**SELECTION:**
# How would I trim around a light switch?



## yummy mummy (Sep 11, 2006)

I placed a light switch really close to the edge of an outside corner and now I am wondering how to trim around it?

I assume I just cut into the trim?


----------



## Termite (Apr 13, 2008)

Can you describe in a little more detail or post a picture? Can't picture how or why an outside corner would have any sort of trim on it.


----------



## AtlanticWBConst. (May 12, 2006)

Y.M.

I'm a little lost by your description of outside corner. I am going to assume that you mean the outside of a section of casing or molding?


----------



## AtlanticWBConst. (May 12, 2006)

Hi Y.M., 

Generally, light switches should sit clear of moldings. Cutting into trim work/casing/molding for a light switch is never a very pretty sight.

If, you have no other choice, or it's no big deal to you, then you can go ahead and do it.

**DATA EXTRACT:**
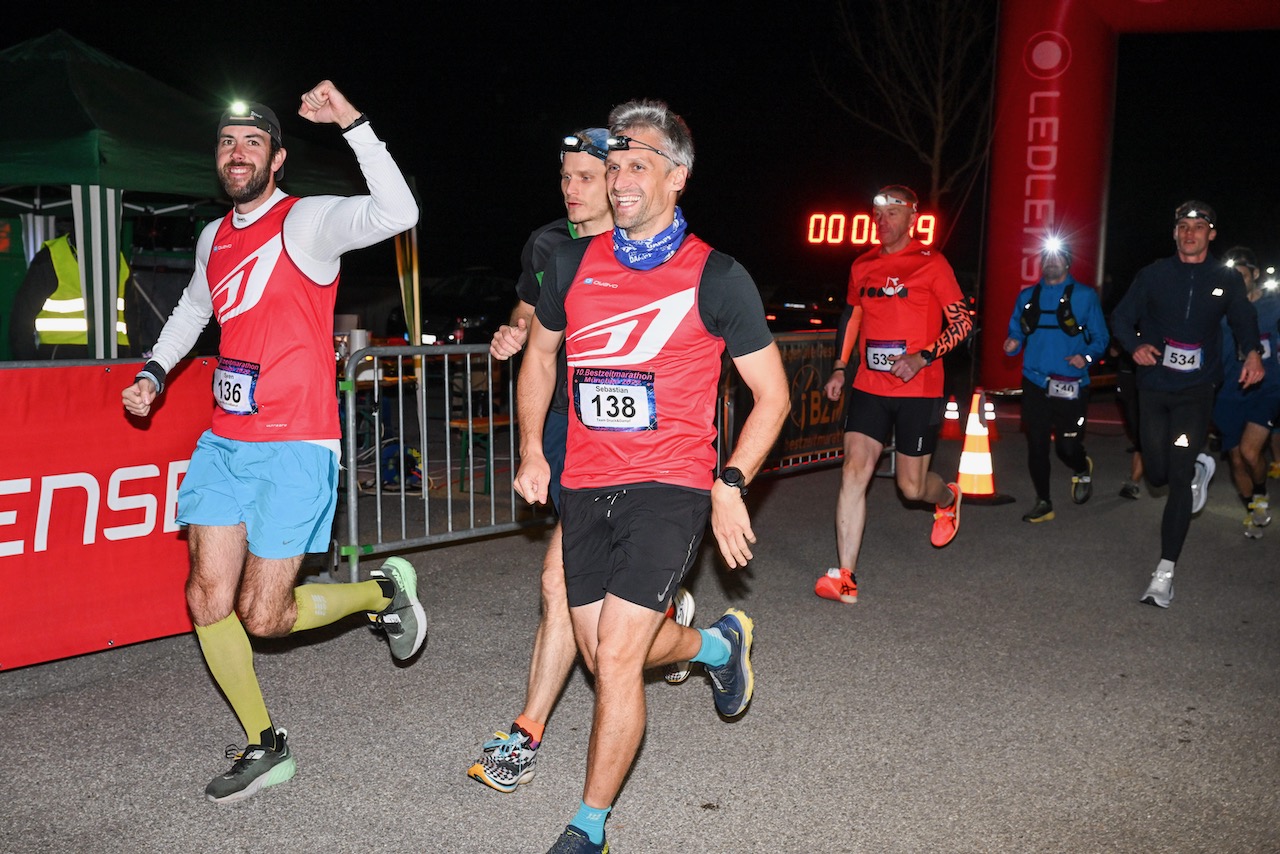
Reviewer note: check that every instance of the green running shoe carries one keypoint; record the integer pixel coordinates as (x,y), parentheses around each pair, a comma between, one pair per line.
(256,767)
(403,620)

**REQUIRED TASK:** Write out the part of the light switch thread between "## Termite (Apr" and "trim on it.", inclusive, word for word. Rely only on the light switch thread for what comes next.

**SOLUTION FOR THIS PROBLEM:**
## Termite (Apr 13, 2008)

Can you describe in a little more detail or post a picture? Can't picture how or why an outside corner would have any sort of trim on it.